_Job_.
Write out the lines of these rows as a numbered list, dropping any blank lines. Leave the pictures out of your answer.

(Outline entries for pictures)

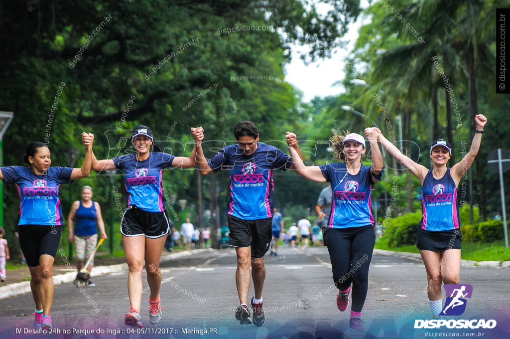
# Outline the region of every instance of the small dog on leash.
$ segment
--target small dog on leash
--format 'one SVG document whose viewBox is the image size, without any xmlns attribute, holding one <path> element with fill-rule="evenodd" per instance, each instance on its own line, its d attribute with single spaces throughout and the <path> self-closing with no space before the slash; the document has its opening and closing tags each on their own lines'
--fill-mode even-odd
<svg viewBox="0 0 510 339">
<path fill-rule="evenodd" d="M 88 286 L 89 282 L 90 280 L 90 273 L 86 270 L 81 271 L 78 272 L 76 276 L 76 287 L 81 287 L 83 286 Z"/>
</svg>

_Written solution_.
1. # Outline the region of every instance of the small dog on leash.
2. $ segment
3. --target small dog on leash
4. --format 'one SVG document whose viewBox is the image size, without any xmlns attribute, holding one <path> element with fill-rule="evenodd" per instance, each instance on its own line, its d attribute with single spaces throughout and the <path> self-closing with no space before the slash; the document has its opening and closing tags each on their own lines'
5. --fill-mode even-odd
6. <svg viewBox="0 0 510 339">
7. <path fill-rule="evenodd" d="M 88 286 L 89 282 L 90 280 L 90 273 L 86 270 L 81 271 L 78 272 L 76 276 L 76 287 L 81 287 L 83 286 Z"/>
8. </svg>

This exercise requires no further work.